**Document passage:**
Utterly foreign: Adebimpe's other-world sound
TV on the Radio: Desperate Youth, Blood Thirsty Babes
There are some albums that just breathe cool; you can almost sense them releasing it from the depths of the vinyl/plastic grooves, feel it taking up the spaces between molecules of oxygen and carbon dioxide. Exile on Main St. Marquee Moon. Surfer Rosa (the latter two are by Television and the Pixies, respectively [for those of you who are not cool]).
TV on the Radio's debut release, Desperate Youth, Blood Thirsty Babes (Touch & Go 2004), is unquestionably in the realm of absolute zero, sitting down there with the frozen luminaries before it in the meat locker of pop.
Through chance, fate, or the whims of the wind driving me into the record store, I stumbled upon TV on the Radio's debut EP, Young Liars (Touch & Go 2003), shortly after its release. It did not sound like anything else currently in my music collection (or really anything else I've ever heard).
The most striking sound in the band's arsenal is singer Tunde Adebimpe– who through genetic majesty has ended up with a voice like some strange combination of Phil Collins, Peter Gabriel, and Thom Yorke, but stronger (and yes much cooler) than any of them.
The next element that strikes the ear is the group's sparseness of sound– minimalistic drum loops, distorted bass, and guitar that makes its ghostly presence known intermittently– this isn't your father's guitar rock; it's something akin to a lullaby from purgatory.
Metaphorically speaking, night sweats and jumbled dreams filled the months before TV on the Radio's debut album made its way into my waiting hands, but Desperate Youth, Blood Thirsty Babes arrived on the 9th, and I finally got to hear the culmination of the promise made by Young Liars.

**Work task 1:** In the album review, why does the writer name the bands behind Marquee Moon and Surfer Rosa? Answer in one to three sentences.
**Work task 2:** Please resume the album review after its last sentence, which describes finally hearing Desperate Youth, Blood Thirsty Babes.

**Input data:**
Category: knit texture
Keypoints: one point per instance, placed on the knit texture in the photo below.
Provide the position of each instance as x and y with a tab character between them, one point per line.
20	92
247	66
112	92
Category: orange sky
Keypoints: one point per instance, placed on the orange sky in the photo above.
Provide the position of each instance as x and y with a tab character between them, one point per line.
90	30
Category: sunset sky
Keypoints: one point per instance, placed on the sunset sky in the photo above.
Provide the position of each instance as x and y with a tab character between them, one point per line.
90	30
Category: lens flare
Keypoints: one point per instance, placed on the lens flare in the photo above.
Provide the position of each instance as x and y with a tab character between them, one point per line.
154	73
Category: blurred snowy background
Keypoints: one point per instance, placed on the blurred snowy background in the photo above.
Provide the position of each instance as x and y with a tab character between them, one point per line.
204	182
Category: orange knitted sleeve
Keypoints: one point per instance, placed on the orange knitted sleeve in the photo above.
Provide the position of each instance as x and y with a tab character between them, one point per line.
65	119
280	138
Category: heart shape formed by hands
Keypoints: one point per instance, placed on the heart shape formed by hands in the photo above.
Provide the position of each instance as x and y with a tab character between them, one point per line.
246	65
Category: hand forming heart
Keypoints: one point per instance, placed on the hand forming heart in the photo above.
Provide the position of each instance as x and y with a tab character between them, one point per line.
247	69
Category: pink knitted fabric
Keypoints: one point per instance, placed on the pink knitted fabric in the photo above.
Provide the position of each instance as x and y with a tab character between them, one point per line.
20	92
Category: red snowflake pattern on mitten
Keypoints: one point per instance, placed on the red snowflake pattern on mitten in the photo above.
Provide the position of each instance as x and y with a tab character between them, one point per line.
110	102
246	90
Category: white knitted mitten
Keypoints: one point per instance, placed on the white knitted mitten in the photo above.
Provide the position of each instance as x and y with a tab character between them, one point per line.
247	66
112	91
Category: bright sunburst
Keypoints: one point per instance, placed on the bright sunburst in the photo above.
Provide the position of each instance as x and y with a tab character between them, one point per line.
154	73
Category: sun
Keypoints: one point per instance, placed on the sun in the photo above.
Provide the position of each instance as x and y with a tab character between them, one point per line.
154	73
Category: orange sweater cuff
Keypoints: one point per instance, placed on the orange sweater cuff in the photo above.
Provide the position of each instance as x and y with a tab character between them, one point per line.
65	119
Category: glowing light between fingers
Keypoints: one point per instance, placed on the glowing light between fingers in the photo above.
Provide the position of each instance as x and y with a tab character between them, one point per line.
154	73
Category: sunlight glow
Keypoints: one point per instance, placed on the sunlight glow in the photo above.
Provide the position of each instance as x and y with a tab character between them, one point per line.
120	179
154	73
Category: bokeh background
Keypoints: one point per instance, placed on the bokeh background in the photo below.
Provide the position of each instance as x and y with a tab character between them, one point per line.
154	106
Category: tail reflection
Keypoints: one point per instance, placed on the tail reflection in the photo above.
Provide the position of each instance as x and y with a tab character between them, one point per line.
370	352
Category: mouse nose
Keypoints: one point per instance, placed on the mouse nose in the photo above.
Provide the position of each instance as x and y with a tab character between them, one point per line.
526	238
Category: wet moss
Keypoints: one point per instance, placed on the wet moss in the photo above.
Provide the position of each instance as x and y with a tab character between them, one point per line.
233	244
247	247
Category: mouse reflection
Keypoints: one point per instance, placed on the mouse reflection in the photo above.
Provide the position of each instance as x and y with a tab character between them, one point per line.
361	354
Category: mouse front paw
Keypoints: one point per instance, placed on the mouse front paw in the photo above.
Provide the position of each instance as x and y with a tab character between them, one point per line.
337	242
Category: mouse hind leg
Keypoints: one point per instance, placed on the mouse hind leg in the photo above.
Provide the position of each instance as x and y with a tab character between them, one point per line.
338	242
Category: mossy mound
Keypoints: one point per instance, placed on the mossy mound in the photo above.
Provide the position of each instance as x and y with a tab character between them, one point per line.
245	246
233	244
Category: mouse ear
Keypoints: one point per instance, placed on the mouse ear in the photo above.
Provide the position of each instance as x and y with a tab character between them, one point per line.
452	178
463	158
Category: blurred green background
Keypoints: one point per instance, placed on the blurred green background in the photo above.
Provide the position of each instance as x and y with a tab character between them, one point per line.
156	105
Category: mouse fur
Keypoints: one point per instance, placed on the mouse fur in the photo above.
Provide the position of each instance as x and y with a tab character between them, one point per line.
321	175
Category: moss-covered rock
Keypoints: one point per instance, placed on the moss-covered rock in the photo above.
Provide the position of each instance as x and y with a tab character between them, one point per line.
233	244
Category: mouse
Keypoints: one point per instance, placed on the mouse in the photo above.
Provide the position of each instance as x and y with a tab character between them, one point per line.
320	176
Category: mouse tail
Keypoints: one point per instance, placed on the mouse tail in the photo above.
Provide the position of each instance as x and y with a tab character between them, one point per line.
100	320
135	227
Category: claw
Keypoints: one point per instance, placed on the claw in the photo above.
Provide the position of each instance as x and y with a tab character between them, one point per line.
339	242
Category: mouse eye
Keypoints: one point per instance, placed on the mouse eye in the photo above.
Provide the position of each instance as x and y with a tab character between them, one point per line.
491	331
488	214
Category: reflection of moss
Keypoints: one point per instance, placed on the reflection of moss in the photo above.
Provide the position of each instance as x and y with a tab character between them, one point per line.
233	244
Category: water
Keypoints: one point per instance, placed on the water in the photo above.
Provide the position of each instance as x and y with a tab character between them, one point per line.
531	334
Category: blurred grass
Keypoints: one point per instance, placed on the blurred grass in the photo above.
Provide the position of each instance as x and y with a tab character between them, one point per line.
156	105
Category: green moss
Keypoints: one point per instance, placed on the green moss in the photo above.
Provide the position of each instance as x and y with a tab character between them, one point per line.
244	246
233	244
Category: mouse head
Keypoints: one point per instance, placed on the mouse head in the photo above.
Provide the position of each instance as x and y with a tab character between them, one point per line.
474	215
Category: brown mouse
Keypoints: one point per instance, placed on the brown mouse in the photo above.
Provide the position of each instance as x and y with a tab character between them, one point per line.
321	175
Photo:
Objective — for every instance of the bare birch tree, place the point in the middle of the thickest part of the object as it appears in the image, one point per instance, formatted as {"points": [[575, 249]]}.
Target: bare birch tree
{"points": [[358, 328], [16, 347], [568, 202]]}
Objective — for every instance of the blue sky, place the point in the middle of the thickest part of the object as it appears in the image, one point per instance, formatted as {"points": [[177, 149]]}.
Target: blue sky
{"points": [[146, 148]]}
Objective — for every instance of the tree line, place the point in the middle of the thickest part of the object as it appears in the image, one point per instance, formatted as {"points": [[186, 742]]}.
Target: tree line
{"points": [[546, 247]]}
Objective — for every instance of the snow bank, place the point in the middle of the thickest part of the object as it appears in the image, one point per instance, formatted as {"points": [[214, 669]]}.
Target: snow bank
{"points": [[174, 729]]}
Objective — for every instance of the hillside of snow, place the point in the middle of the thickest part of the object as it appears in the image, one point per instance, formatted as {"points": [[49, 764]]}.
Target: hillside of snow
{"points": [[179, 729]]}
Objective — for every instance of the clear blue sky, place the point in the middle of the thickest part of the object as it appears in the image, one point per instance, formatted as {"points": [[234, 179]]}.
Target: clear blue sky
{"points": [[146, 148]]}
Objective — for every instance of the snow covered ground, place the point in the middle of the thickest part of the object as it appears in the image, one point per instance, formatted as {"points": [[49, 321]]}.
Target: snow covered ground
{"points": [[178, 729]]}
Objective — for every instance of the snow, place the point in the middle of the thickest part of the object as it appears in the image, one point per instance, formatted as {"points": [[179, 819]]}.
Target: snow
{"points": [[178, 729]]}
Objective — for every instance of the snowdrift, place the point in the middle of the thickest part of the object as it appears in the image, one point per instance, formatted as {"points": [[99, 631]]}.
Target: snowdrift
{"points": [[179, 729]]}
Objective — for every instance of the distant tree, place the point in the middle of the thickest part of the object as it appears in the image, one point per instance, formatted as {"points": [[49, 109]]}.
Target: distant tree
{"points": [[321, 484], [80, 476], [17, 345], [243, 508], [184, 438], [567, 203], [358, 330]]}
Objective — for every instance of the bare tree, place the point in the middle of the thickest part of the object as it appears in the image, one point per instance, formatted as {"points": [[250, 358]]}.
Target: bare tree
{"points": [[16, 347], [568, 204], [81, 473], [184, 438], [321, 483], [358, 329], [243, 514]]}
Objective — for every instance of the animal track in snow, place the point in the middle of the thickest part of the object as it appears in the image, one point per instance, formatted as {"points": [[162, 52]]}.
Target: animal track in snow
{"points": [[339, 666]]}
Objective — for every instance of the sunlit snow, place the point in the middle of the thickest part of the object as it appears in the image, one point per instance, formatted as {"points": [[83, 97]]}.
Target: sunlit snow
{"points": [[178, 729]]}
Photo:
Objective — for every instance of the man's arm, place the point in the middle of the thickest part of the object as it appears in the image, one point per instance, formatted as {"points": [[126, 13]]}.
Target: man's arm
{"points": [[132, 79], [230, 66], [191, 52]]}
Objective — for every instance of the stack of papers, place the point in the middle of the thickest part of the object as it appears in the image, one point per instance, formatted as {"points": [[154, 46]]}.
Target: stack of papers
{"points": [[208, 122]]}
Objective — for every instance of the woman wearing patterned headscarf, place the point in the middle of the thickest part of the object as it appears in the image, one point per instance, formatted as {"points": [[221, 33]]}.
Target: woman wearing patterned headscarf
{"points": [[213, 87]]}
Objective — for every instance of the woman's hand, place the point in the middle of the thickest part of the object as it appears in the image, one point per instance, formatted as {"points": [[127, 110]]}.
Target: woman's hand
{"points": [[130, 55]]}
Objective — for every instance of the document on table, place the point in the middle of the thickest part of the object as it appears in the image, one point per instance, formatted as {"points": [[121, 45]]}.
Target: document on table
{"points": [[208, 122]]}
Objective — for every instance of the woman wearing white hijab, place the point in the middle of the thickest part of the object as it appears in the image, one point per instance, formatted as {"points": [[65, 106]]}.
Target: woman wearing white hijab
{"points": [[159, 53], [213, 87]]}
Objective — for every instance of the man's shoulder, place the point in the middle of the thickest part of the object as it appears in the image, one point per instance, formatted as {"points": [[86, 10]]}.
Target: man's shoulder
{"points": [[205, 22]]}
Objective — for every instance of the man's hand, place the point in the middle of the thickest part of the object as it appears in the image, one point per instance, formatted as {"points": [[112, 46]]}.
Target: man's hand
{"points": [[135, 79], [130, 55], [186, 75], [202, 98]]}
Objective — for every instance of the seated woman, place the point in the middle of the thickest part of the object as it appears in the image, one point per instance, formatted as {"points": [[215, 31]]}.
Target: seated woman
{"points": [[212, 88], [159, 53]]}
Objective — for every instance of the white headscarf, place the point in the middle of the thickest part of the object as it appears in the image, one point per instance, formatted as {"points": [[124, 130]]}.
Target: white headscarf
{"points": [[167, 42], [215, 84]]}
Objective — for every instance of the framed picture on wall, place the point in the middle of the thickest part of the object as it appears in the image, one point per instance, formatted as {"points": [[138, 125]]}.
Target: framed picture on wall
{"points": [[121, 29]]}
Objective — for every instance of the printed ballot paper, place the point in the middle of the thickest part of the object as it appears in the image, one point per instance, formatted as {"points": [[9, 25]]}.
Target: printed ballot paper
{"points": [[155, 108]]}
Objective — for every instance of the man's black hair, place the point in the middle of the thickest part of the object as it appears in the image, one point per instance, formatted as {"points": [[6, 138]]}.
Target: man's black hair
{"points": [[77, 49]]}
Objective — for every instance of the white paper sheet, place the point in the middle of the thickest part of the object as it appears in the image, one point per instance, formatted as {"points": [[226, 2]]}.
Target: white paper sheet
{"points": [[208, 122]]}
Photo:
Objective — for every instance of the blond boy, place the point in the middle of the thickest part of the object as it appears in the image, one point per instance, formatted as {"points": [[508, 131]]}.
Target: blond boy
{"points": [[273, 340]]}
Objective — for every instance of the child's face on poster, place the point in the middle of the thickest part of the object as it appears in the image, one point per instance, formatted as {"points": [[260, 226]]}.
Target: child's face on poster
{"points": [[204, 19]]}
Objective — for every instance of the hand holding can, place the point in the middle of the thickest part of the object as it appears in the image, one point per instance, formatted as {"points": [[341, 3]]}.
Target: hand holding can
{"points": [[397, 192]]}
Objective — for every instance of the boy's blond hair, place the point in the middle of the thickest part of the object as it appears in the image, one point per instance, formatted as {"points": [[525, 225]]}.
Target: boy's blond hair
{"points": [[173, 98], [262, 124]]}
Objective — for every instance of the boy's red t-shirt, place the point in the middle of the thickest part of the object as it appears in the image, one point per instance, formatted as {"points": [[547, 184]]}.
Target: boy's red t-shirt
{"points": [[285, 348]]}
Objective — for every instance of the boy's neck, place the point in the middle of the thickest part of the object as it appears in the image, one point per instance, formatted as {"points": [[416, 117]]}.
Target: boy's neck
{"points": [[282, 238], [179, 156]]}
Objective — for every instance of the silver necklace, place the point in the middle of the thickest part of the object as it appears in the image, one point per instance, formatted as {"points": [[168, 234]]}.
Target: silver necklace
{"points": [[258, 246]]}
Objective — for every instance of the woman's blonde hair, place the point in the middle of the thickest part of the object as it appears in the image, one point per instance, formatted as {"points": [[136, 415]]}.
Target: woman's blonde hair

**Result 1:** The writer names Television and the Pixies as the makers of those albums "for those of you who are not cool," meaning readers who might not already know them.

**Result 2:**
Taking only one song from the EP, "Staring at the Sun," Desperate Youth... delivers nine tracks of almost complete and utter foreignness, as if you, late at night, are suddenly listening to the top 40 station from Alpha Centauri on your walkman. And you cannot, for some reason, turn it off.
Desperate Youth... begins with "The Wrong Way," introduced with a sax riff before the band's trademark distorted bass-like loop takes up much of the song's spectrum– followed shortly by a simplistic drum loop.
Moderate rock tempo'ed, the song seems a rumination on Adebimpe's understanding of his world as a black man and performer, questioning icons and stereotypes in a display of lyrical poise. "Staring at the Sun" is the only track from Young Liars, and though it may be the catchiest song on the album, it is, standing among its new brothers, probably the least interesting.
From the slow-building falsetto studded "King Eternal" to the '80s synth drum driven-to-a cappella ending, "Poppy," Desperate Youth... is one fascinating experience with sound after another. At first listen you will have absolutely no idea where the next song will lead. And that is a wonderful thing.